Data extracted from a collection:
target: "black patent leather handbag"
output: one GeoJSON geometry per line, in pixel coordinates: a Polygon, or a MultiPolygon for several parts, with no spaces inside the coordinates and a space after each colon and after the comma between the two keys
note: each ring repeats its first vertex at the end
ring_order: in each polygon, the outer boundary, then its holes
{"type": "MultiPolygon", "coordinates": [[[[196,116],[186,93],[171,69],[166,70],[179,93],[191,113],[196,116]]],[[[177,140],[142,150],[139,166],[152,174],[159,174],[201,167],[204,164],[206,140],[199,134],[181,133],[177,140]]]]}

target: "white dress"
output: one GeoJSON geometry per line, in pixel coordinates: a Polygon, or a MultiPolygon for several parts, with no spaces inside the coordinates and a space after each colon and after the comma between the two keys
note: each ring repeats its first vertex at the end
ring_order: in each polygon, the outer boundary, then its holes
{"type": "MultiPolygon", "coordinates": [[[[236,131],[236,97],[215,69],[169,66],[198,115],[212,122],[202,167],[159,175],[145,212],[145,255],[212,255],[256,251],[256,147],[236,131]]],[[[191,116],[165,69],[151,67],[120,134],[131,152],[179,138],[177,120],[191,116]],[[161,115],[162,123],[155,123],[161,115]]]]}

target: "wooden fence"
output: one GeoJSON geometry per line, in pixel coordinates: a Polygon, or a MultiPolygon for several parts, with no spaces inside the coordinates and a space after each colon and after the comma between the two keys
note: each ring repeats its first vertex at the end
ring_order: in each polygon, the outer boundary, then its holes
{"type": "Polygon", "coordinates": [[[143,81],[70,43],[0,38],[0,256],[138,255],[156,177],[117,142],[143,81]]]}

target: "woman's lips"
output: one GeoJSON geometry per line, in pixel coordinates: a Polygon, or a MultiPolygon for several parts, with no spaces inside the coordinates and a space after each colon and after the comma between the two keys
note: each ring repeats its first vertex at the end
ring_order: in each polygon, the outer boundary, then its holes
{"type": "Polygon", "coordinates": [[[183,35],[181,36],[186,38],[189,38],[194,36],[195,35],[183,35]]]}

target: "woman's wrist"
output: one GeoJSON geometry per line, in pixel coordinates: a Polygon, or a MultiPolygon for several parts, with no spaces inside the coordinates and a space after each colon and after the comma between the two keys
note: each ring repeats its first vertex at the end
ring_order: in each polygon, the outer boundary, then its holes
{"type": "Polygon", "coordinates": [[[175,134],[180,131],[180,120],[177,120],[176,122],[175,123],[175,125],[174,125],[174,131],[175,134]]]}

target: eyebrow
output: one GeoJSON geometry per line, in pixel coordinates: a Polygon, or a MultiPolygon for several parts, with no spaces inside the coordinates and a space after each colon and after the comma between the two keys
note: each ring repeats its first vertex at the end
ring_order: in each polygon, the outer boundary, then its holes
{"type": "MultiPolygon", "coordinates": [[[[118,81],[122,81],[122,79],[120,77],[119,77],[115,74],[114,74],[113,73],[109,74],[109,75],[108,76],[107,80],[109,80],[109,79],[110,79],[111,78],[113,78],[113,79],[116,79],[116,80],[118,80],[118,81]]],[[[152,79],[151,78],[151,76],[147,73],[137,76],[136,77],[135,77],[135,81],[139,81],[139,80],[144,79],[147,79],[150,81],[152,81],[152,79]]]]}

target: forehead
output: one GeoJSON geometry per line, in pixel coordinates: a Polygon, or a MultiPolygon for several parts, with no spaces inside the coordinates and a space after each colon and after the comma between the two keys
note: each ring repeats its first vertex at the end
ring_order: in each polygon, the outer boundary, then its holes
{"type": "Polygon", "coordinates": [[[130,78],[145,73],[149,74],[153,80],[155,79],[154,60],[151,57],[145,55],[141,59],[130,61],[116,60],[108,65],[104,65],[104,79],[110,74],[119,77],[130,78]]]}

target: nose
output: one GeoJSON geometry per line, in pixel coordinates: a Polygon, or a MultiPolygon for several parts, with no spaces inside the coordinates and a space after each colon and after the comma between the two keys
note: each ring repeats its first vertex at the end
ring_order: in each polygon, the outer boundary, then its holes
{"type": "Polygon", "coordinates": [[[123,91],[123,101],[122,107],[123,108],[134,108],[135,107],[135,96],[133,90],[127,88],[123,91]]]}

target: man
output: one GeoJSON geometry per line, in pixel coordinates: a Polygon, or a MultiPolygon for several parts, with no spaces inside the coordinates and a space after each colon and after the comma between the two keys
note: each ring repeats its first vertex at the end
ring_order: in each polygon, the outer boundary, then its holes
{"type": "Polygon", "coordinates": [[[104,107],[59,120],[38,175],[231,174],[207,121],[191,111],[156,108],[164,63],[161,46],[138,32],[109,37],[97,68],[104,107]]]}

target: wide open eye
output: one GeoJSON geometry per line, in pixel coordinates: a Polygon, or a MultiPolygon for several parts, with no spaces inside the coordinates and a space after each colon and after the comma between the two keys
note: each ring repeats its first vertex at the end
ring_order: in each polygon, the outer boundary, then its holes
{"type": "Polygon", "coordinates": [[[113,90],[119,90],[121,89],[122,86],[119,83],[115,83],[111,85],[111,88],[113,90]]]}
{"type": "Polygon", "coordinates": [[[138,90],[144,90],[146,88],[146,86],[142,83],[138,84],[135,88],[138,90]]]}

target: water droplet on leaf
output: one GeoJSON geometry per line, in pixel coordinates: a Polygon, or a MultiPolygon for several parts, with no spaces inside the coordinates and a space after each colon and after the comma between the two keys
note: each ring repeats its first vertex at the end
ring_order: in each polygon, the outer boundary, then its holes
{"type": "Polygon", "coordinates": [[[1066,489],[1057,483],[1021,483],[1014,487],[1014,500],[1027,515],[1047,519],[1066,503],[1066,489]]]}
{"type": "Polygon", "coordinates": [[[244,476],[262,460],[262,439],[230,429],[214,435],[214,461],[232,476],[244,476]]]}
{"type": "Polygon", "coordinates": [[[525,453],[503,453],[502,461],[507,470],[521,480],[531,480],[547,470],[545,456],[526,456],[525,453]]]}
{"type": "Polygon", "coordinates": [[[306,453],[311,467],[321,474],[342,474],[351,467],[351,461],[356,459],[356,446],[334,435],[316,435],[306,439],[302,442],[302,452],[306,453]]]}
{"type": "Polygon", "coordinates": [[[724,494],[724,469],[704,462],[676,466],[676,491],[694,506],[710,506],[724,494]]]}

*Exercise requirements:* Give as a JSON list of strings, one per line with blank lines left out, the lines from the one containing "target: water droplet on leaf" through the end of the records, both ends included.

*Full solution:*
[
  "target: water droplet on leaf",
  "output: one GeoJSON geometry per line, in pixel coordinates: a Polygon, or a MultiPolygon for several parts, with no spaces inside the coordinates and a space after each colon and after the comma between the two keys",
  "note: each ring repeats its first vertex at the end",
  "ring_order: in each polygon, the outer boundary, then its holes",
  "{\"type\": \"Polygon\", \"coordinates\": [[[1066,489],[1057,483],[1021,483],[1014,487],[1014,500],[1027,515],[1047,519],[1066,503],[1066,489]]]}",
  "{\"type\": \"Polygon\", \"coordinates\": [[[244,476],[262,460],[262,439],[230,429],[214,435],[214,461],[232,476],[244,476]]]}",
  "{\"type\": \"Polygon\", \"coordinates\": [[[525,453],[503,453],[502,461],[507,470],[521,480],[531,480],[547,470],[545,456],[526,456],[525,453]]]}",
  "{\"type\": \"Polygon\", \"coordinates\": [[[306,453],[311,467],[321,474],[342,474],[351,467],[351,461],[356,459],[356,446],[334,435],[316,435],[306,439],[302,442],[302,452],[306,453]]]}",
  "{\"type\": \"Polygon\", \"coordinates\": [[[724,494],[724,469],[704,462],[676,466],[676,491],[694,506],[710,506],[724,494]]]}"
]